- **THE PROBLEM**
A faithful copy of the data below is required, leaving out every picture.

● ● ●

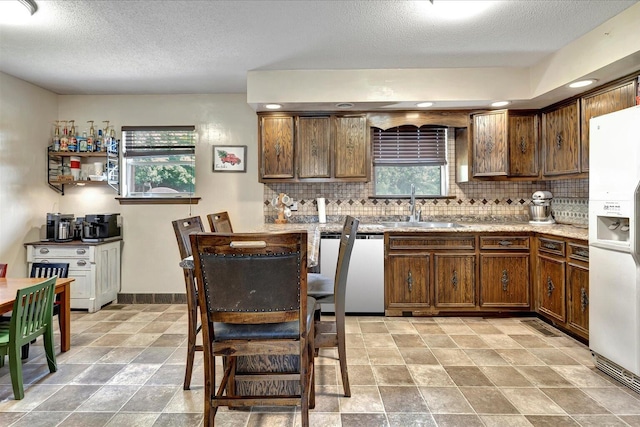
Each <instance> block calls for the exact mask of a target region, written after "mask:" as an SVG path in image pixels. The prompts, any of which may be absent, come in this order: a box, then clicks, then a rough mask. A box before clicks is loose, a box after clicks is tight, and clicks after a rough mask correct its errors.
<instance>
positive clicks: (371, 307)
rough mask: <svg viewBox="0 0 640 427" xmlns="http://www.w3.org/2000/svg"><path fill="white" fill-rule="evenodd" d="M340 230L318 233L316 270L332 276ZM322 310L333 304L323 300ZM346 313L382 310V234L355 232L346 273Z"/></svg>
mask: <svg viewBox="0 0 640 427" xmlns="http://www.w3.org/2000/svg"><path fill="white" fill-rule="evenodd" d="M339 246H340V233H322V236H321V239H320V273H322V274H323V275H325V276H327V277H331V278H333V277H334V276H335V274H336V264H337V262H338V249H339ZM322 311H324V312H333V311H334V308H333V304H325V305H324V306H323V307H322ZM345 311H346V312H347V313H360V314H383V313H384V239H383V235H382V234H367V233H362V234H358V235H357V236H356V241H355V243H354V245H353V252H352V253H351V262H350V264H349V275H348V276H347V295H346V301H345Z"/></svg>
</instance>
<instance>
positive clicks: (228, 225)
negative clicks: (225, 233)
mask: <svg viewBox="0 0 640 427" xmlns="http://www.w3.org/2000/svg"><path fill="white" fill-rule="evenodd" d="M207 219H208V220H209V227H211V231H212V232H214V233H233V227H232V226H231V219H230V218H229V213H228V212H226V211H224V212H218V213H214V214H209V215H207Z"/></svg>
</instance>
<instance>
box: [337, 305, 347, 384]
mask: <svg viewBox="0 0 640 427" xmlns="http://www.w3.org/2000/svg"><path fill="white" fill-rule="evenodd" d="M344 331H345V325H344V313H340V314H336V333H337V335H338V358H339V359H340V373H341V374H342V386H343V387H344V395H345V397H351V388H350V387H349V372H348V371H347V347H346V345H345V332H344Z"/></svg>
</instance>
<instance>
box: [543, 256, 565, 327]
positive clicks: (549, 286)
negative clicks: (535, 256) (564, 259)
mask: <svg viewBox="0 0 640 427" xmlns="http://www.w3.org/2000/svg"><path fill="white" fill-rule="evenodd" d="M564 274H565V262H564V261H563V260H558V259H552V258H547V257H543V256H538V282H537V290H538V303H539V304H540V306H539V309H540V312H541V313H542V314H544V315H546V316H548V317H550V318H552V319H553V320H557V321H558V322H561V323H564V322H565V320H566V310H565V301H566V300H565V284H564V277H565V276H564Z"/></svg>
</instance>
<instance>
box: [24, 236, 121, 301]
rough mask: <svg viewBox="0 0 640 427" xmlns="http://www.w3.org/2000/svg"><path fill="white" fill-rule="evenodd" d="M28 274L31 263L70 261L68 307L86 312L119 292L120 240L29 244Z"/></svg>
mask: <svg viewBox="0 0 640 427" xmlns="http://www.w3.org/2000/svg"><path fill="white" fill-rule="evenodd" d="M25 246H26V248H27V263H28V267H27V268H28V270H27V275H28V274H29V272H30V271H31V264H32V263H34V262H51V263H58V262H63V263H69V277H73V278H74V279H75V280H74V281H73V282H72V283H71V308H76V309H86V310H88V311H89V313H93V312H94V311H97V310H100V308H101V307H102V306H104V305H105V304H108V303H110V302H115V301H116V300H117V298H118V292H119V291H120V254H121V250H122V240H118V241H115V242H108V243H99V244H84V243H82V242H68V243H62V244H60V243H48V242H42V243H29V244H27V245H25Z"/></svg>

● ● ●

- **RESULT OF THE EXERCISE**
Each <instance> block calls for the exact mask of a target region, written after "mask:" as an SVG path in image pixels. The prompts, any of which may be absent, come in this order: a box, then clicks, then a rough mask. A box before clicks is loose, a box after clicks is tight, and clicks after a rough mask correct its errors.
<instance>
positive clicks: (371, 307)
rough mask: <svg viewBox="0 0 640 427" xmlns="http://www.w3.org/2000/svg"><path fill="white" fill-rule="evenodd" d="M340 230L318 233L316 270L332 276ZM322 310L333 304L323 300ZM346 313L382 310V234L355 232L346 273Z"/></svg>
mask: <svg viewBox="0 0 640 427" xmlns="http://www.w3.org/2000/svg"><path fill="white" fill-rule="evenodd" d="M339 246H340V233H322V236H321V239H320V273H322V274H323V275H325V276H327V277H331V278H333V277H334V276H335V274H336V264H337V262H338V249H339ZM322 311H324V312H333V311H334V308H333V304H325V305H324V306H323V307H322ZM345 311H346V312H347V313H360V314H383V313H384V239H383V235H382V234H367V233H362V234H358V235H357V236H356V241H355V243H354V245H353V252H352V253H351V262H350V264H349V275H348V276H347V295H346V301H345Z"/></svg>
</instance>
<instance>
positive clicks: (228, 225)
negative clicks: (225, 233)
mask: <svg viewBox="0 0 640 427" xmlns="http://www.w3.org/2000/svg"><path fill="white" fill-rule="evenodd" d="M207 219H208V220H209V227H211V231H212V232H214V233H233V227H232V226H231V219H230V218H229V213H228V212H226V211H224V212H218V213H214V214H209V215H207Z"/></svg>
</instance>
<instance>
box: [337, 305, 347, 384]
mask: <svg viewBox="0 0 640 427" xmlns="http://www.w3.org/2000/svg"><path fill="white" fill-rule="evenodd" d="M344 331H345V325H344V313H340V314H336V333H337V335H338V358H339V359H340V373H341V374H342V386H343V387H344V395H345V397H351V388H350V387H349V372H348V371H347V347H346V345H345V332H344Z"/></svg>
</instance>
<instance>
box: [543, 256, 565, 327]
positive clicks: (549, 286)
negative clicks: (535, 256) (564, 259)
mask: <svg viewBox="0 0 640 427" xmlns="http://www.w3.org/2000/svg"><path fill="white" fill-rule="evenodd" d="M564 274H565V262H564V261H563V260H558V259H552V258H547V257H543V256H538V282H537V290H538V303H539V304H540V306H539V309H540V312H541V313H542V314H544V315H546V316H548V317H550V318H552V319H553V320H557V321H558V322H561V323H564V322H565V320H566V310H565V301H566V300H565V284H564V277H565V276H564Z"/></svg>
</instance>
<instance>
box: [24, 236, 121, 301]
rough mask: <svg viewBox="0 0 640 427" xmlns="http://www.w3.org/2000/svg"><path fill="white" fill-rule="evenodd" d="M28 274L31 263L70 261L68 307L86 312L119 292L120 240L29 244Z"/></svg>
mask: <svg viewBox="0 0 640 427" xmlns="http://www.w3.org/2000/svg"><path fill="white" fill-rule="evenodd" d="M25 246H26V248H27V263H28V267H27V268H28V270H27V275H28V274H29V272H30V271H31V264H32V263H34V262H51V263H58V262H63V263H69V277H73V278H74V279H75V280H74V281H73V282H72V283H71V308H76V309H86V310H88V311H89V313H93V312H94V311H97V310H100V308H101V307H102V306H104V305H105V304H108V303H110V302H115V301H116V300H117V298H118V292H119V291H120V254H121V250H122V240H118V241H115V242H108V243H99V244H84V243H82V242H68V243H62V244H60V243H48V242H42V243H29V244H27V245H25Z"/></svg>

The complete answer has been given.